*Problem to solve*.
Please repeat, without alteration, the line containing "the woman's brown" and every line that follows it to the end of the entries below, and only those lines.

*Supplied data*.
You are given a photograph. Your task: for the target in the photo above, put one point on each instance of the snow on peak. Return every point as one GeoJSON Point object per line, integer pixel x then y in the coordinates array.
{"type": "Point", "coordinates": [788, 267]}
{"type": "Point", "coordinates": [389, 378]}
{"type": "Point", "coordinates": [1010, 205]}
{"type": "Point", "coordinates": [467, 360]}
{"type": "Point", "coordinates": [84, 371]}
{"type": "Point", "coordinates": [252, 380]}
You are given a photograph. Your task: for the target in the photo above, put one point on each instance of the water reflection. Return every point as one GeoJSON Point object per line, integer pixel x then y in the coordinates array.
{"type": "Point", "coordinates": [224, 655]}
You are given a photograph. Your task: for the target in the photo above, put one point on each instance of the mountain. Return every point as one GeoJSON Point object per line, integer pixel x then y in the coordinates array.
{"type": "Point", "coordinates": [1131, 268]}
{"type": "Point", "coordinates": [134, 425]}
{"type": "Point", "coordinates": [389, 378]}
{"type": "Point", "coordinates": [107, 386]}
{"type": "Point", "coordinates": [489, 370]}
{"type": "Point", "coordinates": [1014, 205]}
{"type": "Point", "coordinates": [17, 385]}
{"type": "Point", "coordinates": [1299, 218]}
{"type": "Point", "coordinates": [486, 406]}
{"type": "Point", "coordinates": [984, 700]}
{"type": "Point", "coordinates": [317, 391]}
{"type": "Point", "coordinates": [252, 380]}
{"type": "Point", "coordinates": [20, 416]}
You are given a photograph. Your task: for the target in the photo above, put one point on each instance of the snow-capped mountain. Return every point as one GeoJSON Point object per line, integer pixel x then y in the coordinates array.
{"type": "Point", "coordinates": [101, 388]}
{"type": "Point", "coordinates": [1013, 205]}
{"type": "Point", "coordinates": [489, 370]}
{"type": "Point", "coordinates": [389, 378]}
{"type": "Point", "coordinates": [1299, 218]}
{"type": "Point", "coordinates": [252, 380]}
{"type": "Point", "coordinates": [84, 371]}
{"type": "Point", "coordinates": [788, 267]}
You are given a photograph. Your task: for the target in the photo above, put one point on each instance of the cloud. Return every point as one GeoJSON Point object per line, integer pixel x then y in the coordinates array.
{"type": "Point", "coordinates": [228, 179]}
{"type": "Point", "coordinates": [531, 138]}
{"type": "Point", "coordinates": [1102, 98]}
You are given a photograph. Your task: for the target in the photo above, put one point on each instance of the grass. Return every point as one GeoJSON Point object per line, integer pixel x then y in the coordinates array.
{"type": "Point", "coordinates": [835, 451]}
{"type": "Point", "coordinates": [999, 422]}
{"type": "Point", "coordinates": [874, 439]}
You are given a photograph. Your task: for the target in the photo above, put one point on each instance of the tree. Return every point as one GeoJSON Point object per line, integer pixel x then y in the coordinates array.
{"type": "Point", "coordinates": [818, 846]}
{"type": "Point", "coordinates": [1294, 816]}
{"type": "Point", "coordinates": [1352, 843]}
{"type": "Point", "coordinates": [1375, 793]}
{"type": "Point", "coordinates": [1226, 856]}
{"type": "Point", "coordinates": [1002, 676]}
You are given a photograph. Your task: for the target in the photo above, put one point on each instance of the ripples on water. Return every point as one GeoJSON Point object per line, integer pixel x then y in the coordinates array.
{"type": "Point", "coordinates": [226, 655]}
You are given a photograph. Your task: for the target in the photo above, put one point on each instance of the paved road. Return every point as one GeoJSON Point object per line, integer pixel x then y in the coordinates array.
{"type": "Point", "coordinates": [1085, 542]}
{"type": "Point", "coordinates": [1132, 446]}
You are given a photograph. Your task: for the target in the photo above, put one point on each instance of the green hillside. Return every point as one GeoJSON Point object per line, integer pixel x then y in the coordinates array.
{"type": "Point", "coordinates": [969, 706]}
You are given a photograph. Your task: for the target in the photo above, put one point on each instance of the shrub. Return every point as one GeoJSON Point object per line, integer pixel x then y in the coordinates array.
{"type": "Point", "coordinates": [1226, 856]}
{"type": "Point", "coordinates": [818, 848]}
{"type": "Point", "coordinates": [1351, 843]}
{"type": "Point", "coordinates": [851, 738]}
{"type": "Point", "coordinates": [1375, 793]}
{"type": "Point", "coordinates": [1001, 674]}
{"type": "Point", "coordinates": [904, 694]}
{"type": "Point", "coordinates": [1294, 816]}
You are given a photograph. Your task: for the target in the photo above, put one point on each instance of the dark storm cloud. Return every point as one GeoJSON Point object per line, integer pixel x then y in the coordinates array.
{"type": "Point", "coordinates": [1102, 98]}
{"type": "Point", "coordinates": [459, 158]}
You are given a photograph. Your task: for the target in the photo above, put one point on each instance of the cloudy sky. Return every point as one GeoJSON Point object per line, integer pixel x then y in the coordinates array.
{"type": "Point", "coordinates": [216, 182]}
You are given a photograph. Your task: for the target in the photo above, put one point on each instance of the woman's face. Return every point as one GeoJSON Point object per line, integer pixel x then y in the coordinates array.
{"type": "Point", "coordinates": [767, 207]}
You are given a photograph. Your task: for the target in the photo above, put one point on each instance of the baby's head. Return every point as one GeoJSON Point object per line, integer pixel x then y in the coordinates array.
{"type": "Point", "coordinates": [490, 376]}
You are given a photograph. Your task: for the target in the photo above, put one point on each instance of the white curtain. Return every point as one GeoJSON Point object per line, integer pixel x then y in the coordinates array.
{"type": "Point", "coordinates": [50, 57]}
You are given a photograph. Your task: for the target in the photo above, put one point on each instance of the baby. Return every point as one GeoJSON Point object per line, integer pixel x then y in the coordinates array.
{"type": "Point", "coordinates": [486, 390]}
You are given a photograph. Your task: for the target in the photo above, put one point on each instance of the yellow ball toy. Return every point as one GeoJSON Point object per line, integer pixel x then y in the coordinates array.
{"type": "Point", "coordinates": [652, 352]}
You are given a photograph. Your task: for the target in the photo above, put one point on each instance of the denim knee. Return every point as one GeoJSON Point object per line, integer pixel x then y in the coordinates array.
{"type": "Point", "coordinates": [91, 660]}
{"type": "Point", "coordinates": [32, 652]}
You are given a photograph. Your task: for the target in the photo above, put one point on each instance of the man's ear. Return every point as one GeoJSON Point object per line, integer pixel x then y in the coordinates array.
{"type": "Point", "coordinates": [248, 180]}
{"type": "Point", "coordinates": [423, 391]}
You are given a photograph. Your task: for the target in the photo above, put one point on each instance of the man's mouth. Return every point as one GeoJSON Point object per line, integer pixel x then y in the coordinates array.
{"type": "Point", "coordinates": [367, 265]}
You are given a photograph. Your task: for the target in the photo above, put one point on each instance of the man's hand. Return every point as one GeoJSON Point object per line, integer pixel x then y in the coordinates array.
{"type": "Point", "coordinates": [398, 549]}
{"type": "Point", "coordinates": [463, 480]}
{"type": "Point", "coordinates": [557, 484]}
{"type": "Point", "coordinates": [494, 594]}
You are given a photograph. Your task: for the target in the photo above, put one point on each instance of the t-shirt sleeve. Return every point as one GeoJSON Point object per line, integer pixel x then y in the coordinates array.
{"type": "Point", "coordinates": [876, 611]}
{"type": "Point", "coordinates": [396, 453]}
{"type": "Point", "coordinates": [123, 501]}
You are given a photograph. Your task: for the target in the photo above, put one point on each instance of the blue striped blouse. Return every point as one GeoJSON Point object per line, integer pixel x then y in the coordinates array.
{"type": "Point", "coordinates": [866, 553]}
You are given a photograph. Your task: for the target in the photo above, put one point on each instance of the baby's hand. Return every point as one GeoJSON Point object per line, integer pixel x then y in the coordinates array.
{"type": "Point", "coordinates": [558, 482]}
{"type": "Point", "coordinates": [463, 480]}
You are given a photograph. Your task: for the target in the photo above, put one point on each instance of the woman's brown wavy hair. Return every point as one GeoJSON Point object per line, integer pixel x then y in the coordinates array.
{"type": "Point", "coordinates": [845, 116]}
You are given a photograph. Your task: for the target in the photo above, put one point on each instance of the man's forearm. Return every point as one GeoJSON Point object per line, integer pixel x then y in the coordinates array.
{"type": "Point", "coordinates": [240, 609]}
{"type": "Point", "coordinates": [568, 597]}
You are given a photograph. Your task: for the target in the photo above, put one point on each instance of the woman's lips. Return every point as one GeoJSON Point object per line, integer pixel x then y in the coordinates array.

*Answer box*.
You are given a photograph. Your task: for the target in the photo above, put one point on each instance of the woman's brown wavy hair. Return every point as one GeoJSON Point object per line, integer pixel x then y in the coordinates array.
{"type": "Point", "coordinates": [845, 116]}
You are given a photograph. Your task: for the target in the photo above, put one point on each instance of the man's forearm. Return every point as one GeoJSON Point object per line, integer pixel x then y in the coordinates array.
{"type": "Point", "coordinates": [240, 609]}
{"type": "Point", "coordinates": [568, 597]}
You are given a photograph. Your task: for the target in the photo above, put one point on each instance of the woman's lips. Return every point as one GeoJSON Point object per line, integer pixel x then y in the coordinates array.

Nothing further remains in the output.